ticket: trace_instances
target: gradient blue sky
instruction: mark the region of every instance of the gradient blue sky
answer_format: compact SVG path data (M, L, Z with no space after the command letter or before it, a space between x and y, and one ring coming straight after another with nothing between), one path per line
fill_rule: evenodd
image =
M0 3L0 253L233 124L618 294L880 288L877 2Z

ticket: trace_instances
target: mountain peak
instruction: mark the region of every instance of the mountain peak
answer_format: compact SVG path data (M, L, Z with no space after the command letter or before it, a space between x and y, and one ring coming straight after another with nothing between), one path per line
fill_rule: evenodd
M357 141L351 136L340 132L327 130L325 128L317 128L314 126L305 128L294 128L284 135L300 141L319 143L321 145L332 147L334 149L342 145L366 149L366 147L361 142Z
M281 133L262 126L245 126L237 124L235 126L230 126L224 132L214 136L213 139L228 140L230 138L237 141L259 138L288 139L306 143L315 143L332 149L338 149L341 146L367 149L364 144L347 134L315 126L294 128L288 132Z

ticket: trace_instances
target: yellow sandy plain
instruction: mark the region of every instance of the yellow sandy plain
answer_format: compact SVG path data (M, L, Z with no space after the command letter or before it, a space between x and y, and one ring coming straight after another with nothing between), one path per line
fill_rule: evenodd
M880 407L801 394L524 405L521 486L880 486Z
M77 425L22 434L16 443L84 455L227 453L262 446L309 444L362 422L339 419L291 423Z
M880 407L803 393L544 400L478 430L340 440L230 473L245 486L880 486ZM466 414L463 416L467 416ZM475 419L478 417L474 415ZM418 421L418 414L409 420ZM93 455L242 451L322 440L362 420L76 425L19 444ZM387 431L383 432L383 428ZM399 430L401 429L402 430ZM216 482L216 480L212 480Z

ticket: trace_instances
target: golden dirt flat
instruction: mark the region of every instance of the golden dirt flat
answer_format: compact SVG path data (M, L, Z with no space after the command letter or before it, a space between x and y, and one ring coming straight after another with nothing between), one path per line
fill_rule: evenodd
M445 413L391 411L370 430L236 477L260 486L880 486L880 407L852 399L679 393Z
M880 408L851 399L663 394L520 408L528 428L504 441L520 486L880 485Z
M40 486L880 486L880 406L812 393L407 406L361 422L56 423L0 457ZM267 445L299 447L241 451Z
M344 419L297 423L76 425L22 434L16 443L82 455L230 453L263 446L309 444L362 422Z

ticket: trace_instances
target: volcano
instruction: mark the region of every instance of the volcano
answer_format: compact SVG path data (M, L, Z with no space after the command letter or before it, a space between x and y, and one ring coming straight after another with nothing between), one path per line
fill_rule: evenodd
++++++++++++++++++++
Exercise instructions: Copy all lines from the entries that contain the word "target".

Solution to the problem:
target: gradient blue sky
target: mountain peak
target: yellow sandy plain
target: golden dirt flat
target: volcano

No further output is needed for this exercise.